Estratto scelto:

L’operazione dei carabinieri del Ros, coordinata dalla Dda di Roma, ha portato all’emissione di un’ordinanza cautelare nei confronti di 11 persone.
I reati contestati sono a vario titolo di trasferimento fraudolento di valori, bancarotta fraudolenta, autoriciclaggio e agevolazione dell’associazione mafiosa Cosa nostra.
Dalle indagini è emerso che il sodalizio criminale durante gli  anni ha riciclato, attraverso la ristorazione, ingenti somme di denaro per poi aprire locali nella zona di Testaccio e Trastevere, mettendo in piedi un vero e proprio sistema per “lavare” il denaro sporco.
L'organizzazione criminale titolare delle attività avrebbe profondamente intossicato nel tempo il tessuto economico della capitale, replicando quello che avevano già fatto in gran parte della città di Palermo, ossia aprire diversi esercizi commerciali nel settore della ristorazione e del gioco in cui far confluire il denaro, proveniente da illeciti, e successivamente 'svuotarle' in caso di necessità.

Il socio occulto del "Sicilia e Duci"
Questo era il nome del bar-pasticceria gestito dai clan palermitani di Cosa nostra.
L'attività aveva conosciuto un periodo florido soprattutto quando si era trasferita tra i vicoli di Trastevere raggiungendo un consistente volume di affari.
Ad un certo punto però i proprietari decidono di portare al completo dissesto economico la società svuotando sistematicamente le casse degli introiti giornalieri e omettendo di emettere la relativa documentazione fiscale.
La decisione è stata presa a seguito del sequestro ordinato nel 2018 dal Tribunale di Palermo, Misure di prevenzione, delle quote (pari al 18,75% dell’intero capitale sociale) di Francesco Paolo Maniscalco, identificato come il socio occulto della società.
A seguito del sequestro, inoltre, sono stati eseguiti degli approfondimenti che hanno permesso di svelare i rapporti tra Maniscalco e alcuni soggetti appartenenti alla famiglia palermitana dei Rubino i quali a loro volta intratterrebbero rapporti con soggetti riconducibili a Cosa Nostra.
Il socio occulto non è uno qualsiasi, ma è il figlio di Salvatore Paolo Maniscalco, uomo d’onore della famiglia mafiosa di Corso dei Mille. Giuseppe Marchese - nipote del boss Filippo Marchese e cognato di Leoluca Bagarella (cognato di Salvatore Riina) - ha raccontato che il suo rito di affiliazione, combinato dallo stesso Riina, venne celebrato in un villino di proprietà di Salvatore Paolo Maniscalco, situato ad Altavilla Milicia.

Materiale di lavoro:
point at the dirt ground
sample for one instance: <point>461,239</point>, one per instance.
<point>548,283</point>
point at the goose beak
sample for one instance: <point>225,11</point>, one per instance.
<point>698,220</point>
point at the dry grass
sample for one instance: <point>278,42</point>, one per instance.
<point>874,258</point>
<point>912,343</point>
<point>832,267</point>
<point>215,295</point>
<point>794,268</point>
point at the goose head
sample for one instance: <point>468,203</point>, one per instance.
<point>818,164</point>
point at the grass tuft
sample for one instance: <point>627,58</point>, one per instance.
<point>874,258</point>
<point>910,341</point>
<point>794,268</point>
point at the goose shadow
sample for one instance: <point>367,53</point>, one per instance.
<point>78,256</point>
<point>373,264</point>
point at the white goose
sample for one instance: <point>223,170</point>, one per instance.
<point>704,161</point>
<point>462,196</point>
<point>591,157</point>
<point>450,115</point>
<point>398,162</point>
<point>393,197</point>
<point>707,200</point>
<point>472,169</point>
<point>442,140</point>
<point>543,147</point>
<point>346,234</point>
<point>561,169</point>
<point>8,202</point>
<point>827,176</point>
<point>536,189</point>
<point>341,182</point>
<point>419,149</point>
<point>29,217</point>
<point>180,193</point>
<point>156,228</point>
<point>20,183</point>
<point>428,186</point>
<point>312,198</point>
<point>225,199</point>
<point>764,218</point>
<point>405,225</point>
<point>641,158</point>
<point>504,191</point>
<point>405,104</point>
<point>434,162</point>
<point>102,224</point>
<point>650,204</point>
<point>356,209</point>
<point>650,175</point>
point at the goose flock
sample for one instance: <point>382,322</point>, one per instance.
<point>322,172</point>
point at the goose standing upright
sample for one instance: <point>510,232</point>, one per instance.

Compiti da svolgere:
• 1. Stampa senza alcuna modifica la parte dei record che si apre con la riga contenente "point at the white goose" e si chiude con quella contenente "<point>543,147</point>", entrambe comprese.
• 2. Prosegui l'articolo sull'operazione del Ros contro il riciclaggio di Cosa nostra nei locali romani, partendo da dove si ferma.

Risposte ai compiti:
• 1.
point at the white goose
sample for one instance: <point>223,170</point>, one per instance.
<point>704,161</point>
<point>462,196</point>
<point>591,157</point>
<point>450,115</point>
<point>398,162</point>
<point>393,197</point>
<point>707,200</point>
<point>472,169</point>
<point>442,140</point>
<point>543,147</point>

• 2.
Ed è proprio grazie a questi rapporti di parentela che la fiducia in Maniscalco jr cresce nel tempo fino a che non viene inserito in un “bacino di comuni interessi” assieme a Giuseppe Salvatore Riina, figlio del defunto capo di Cosa Nostra, il quale poi lo 'promuove' a responsabile dell’attività estorsiva nella città di Palermo. E nel 2002, ma anche in maniera più massiva nel 2008, Maniscalco jr aveva già avviato, avvalendosi di prestanome, una serie di attività economiche nel settore della ristorazione.
Secondo gli investigatori un altro socio occulto della Sicilia e Duci S.r.l. era anche Salvatore Cillari. Quest'ultimo assieme a Maniscalco e con la complicità di un terzo soggetto palermitano, Francesco Paolo Barravecchia (legato alla famiglia mafiosa di Porta Nuova e cognato di Giuseppe Dainotti, uomo d’onore ucciso nel 2017 nel quartiere Zisa di Palermo) pianificavano operazioni commerciali come l’acquisto di considerevoli quantitativi di materiali preziosi.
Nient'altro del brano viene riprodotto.